* [Ketentuan Tugas 1]
Salin persis bagian teks renungan dari "Inspirasi Bacaan Harian" sampai dengan "di hadapan Tuhan?".
* [Ketentuan Tugas 2]
Tolong lanjutkan teks renungan setelah kalimat terakhir yang ditampilkan.

Semua manusia di dunia pasti sepakat menghindarkan diri dari kenajisan. Najis berarti tidak layak, tidak pantas, tidak suci dan tidak bersih. Hati manusia tempat Allah tinggal bersemayam ternyata sudah dikuasai oleh Iblis sehingga hidup manusia selalu menghasilkan hal yang jahat. Kita seolah membenci dan menghindari kenajisan tetapi sesungguhnya selalu menciptakan kenajisan itu sendiri. Saudaraku, mari memiliki hati yang selalu terjaga bersih, bukan hati yang busuk dan jahat, hati yang selalu didiami oleh kebenaran sabda Allah sehingga melalui kebenaran sabda Allah itu hidup kita selalu dikuduskan dan perkataan kita mengeluarkan hikmat. Mari menjaga hati, jangan kita nodai, mari menjaga hati karena hati adalah cahaya ilahi. Tuhan memberkati.

Jangan lupa bahagia

Jangan lupa tersenyum

Jangan lupa berdoa

RDLJ

Renungan 13 Februari 2020

Inspirasi Bacaan Harian Kamis Pekan Biasa A/V

Seorang ibu dari Yunani, kebangsaan Siro-Fenisia, merendahkan diri di hadapan Yesus demi kesembuhan anaknya yang kerasukan roh jahat. Ia sadar bahwa dirinya bukan seorang yang pantas dan layak untuk memohon kesembuhan anaknya kepada Yesus, seorang Yahudi yang tentu saja akan mengutamakan orang-orang Yahudi. Sikap merendahkan diri yang tulus dan total di hadapan Tuhan ini yang membuat Yesus menyembuhkan anaknya dari kerasukan roh jahat. Saudaraku, bagaimana dengan hidup kita sendiri? Mampukah merendahkan diri di hadapan Tuhan?

(Anotasi titik untuk foto)

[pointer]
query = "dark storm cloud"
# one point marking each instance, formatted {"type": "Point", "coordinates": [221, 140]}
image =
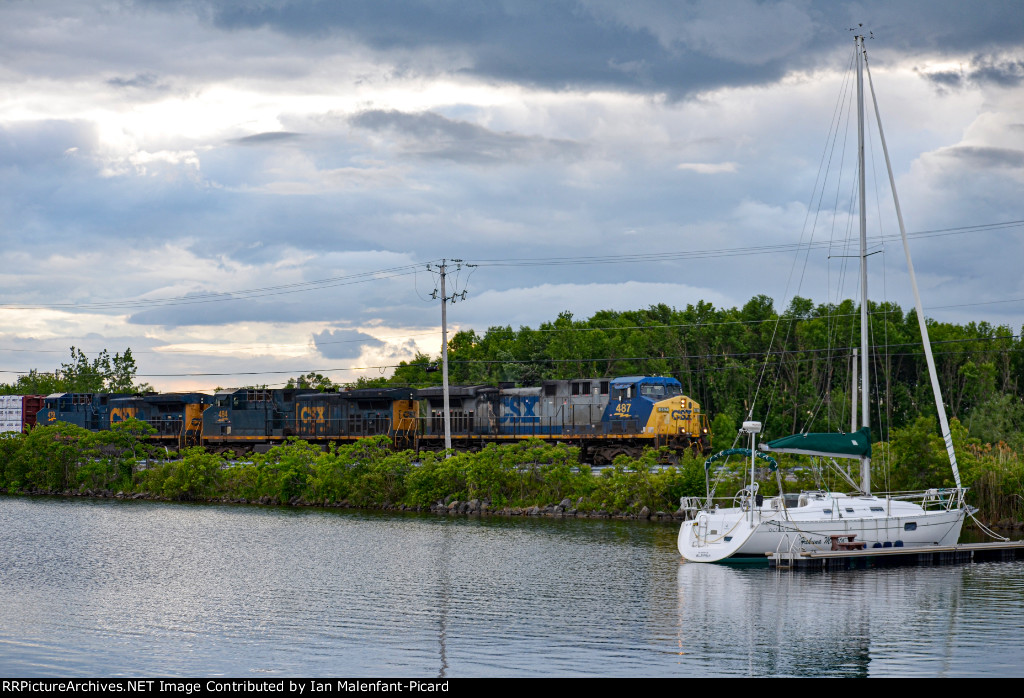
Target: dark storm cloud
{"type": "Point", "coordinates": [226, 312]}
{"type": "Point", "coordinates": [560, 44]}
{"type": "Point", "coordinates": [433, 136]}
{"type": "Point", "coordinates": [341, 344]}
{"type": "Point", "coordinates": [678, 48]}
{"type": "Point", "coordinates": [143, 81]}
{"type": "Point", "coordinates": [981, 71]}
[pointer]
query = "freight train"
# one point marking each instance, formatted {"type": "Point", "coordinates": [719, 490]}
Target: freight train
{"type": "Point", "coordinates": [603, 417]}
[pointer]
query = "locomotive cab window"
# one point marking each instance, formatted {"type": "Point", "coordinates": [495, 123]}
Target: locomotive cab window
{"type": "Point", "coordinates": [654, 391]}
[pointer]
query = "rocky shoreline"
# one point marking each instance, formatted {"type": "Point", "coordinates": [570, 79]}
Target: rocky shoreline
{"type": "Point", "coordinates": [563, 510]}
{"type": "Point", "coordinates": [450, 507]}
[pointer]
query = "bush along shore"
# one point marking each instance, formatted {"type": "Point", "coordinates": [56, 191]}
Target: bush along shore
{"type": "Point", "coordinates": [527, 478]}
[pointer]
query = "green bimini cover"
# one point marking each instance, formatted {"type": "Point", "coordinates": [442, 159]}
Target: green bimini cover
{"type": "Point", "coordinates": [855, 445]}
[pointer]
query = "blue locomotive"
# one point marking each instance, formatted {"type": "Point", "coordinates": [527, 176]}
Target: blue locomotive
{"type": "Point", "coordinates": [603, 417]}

* [Jawaban Tertulis 1]
Inspirasi Bacaan Harian Kamis Pekan Biasa A/V

Seorang ibu dari Yunani, kebangsaan Siro-Fenisia, merendahkan diri di hadapan Yesus demi kesembuhan anaknya yang kerasukan roh jahat. Ia sadar bahwa dirinya bukan seorang yang pantas dan layak untuk memohon kesembuhan anaknya kepada Yesus, seorang Yahudi yang tentu saja akan mengutamakan orang-orang Yahudi. Sikap merendahkan diri yang tulus dan total di hadapan Tuhan ini yang membuat Yesus menyembuhkan anaknya dari kerasukan roh jahat. Saudaraku, bagaimana dengan hidup kita sendiri? Mampukah merendahkan diri di hadapan Tuhan?

* [Jawaban Tertulis 2]
Kita sulit merendahkan diri di hadapan Tuhan, bahkan cenderung memiliki sikap sombong di hadapan Tuhan. Tanda kesombongan kita di hadapan Tuhan adalah saat kita tidak lagi hidup seturut hukum dan firman-Nya. Inilah yang juga dilakukan dan dialami oleh Salomo. Ia melakukan apa yang jahat di mata Tuhan. Saudaraku, bagaimana mungkin segala permohonan kita akan dikabulkan oleh Tuhan jika kita belum mampu merendahkan diri dengan tulus dan total di hadapan-Nya, bahkan cenderung menyombongkan diri di hadapan-Nya dengan berbuat yang jahat di mata-Nya? Semoga kita mampu merendahkan diri dengan tulus dan total di hadapan Tuhan dengan hidup seturut hukum dan firman Tuhan. Tuhan memberkati.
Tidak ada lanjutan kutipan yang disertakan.